• TASK DIRECTIONS
Beneath this task are records; tally the lines in them that contain "covered" and report only the number.

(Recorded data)
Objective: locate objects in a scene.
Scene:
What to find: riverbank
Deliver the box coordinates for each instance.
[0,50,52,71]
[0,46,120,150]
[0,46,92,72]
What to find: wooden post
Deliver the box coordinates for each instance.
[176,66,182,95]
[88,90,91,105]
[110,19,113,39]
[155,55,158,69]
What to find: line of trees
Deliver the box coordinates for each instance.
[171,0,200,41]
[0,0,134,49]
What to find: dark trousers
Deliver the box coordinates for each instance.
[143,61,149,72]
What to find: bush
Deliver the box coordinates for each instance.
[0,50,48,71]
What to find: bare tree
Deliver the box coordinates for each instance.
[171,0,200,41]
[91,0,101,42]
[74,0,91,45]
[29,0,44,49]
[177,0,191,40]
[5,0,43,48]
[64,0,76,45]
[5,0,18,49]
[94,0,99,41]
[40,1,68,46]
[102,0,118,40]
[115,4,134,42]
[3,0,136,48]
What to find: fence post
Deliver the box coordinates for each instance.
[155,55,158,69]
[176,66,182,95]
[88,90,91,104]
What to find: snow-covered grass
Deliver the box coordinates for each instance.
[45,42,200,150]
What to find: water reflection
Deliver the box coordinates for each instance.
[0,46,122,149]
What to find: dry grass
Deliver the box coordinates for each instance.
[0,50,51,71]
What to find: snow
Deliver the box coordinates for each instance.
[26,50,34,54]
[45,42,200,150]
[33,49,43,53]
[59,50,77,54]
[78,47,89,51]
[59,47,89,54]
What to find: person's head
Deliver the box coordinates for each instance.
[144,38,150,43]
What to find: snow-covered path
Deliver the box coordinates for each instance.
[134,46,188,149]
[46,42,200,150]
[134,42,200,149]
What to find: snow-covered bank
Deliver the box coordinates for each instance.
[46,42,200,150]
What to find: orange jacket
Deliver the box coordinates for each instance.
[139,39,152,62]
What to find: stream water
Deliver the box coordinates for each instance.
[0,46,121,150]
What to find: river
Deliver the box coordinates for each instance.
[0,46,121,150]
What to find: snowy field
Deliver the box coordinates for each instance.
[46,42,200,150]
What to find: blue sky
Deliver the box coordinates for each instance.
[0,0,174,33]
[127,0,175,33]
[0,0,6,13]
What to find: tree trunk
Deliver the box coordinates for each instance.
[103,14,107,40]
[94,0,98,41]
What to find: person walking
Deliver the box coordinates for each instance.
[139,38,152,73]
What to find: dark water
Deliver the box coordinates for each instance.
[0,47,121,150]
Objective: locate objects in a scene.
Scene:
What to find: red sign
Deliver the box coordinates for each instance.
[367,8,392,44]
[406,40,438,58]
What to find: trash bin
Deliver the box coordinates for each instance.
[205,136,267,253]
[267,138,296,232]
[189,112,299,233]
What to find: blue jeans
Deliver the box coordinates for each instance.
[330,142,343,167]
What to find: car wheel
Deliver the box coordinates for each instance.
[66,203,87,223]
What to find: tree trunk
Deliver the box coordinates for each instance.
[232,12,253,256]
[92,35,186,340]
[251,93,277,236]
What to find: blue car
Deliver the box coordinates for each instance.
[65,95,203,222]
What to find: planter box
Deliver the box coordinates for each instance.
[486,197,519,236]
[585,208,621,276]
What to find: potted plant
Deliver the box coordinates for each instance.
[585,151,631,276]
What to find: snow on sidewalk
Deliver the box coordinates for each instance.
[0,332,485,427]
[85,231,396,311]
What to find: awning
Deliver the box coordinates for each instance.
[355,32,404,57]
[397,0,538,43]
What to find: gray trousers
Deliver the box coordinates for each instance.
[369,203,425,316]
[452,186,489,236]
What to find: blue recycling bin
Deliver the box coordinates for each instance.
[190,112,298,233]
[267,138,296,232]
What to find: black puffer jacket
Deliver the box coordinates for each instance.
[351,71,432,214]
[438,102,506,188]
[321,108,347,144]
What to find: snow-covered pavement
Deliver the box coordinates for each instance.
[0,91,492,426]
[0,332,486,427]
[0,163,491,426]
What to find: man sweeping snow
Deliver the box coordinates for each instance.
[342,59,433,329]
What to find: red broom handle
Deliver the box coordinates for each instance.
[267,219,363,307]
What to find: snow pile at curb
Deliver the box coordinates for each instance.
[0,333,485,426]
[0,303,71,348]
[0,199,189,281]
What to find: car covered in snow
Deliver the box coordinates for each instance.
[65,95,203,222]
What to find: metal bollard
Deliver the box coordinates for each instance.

• TASK ANSWER
5